* [PROVIDED INFORMATION]
────────────────────

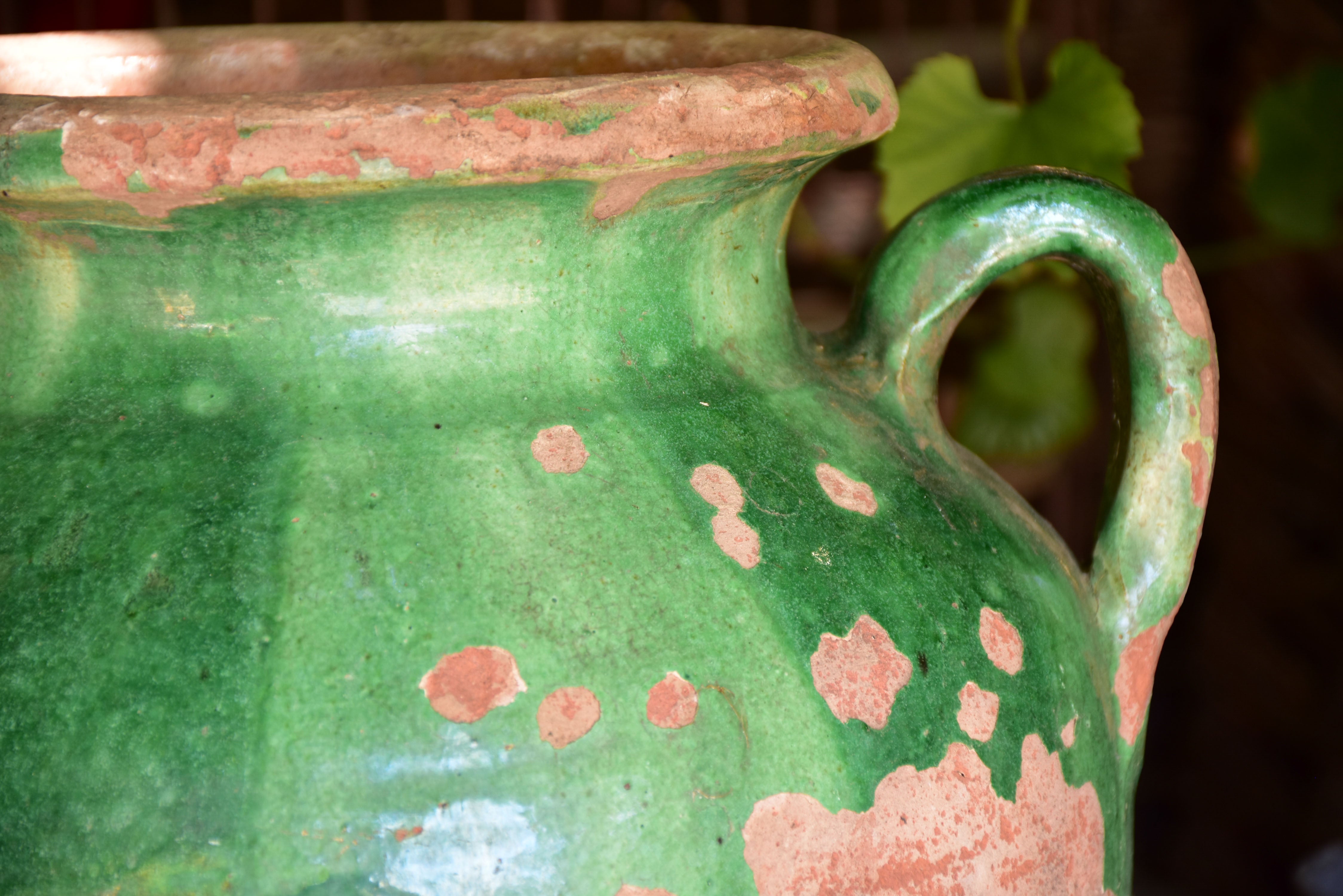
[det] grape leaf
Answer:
[877,40,1142,227]
[952,275,1096,459]
[1245,65,1343,243]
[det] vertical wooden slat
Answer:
[0,0,20,33]
[947,0,975,28]
[602,0,643,22]
[526,0,564,22]
[75,0,98,31]
[718,0,751,25]
[811,0,839,33]
[154,0,181,28]
[252,0,279,24]
[881,0,909,38]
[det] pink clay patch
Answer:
[690,464,760,570]
[956,681,998,743]
[1162,240,1213,338]
[817,464,877,516]
[1115,606,1179,747]
[536,688,602,750]
[979,607,1023,676]
[646,672,700,728]
[420,648,526,724]
[532,423,590,473]
[741,735,1105,896]
[1181,439,1213,508]
[1198,364,1218,439]
[811,615,915,728]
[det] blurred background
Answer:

────────────────────

* [WHAT TO DO]
Write out every line of the rows above again, requests included, multiplying each bounding-box coordinate in the answers by 0.55 and rounding to the nearest whole number, with halves rounded up. Leave the pictures out of your answer.

* [SOLUTION]
[det] grape leaf
Answer:
[482,22,628,125]
[524,151,603,252]
[685,36,739,134]
[det] vertical wooden slat
Answer:
[0,0,11,18]
[521,0,536,15]
[331,0,354,12]
[289,0,310,12]
[41,0,54,17]
[395,0,413,14]
[446,0,461,18]
[85,0,100,15]
[139,0,153,13]
[485,0,500,21]
[det] pink clay patch
Answer:
[380,255,418,314]
[526,375,549,409]
[639,132,667,186]
[449,255,482,284]
[613,333,648,411]
[295,378,331,413]
[538,334,563,372]
[355,370,385,400]
[231,356,289,398]
[293,233,325,260]
[408,404,608,493]
[650,241,667,279]
[659,200,670,241]
[446,338,503,400]
[det] blurred background
Answer:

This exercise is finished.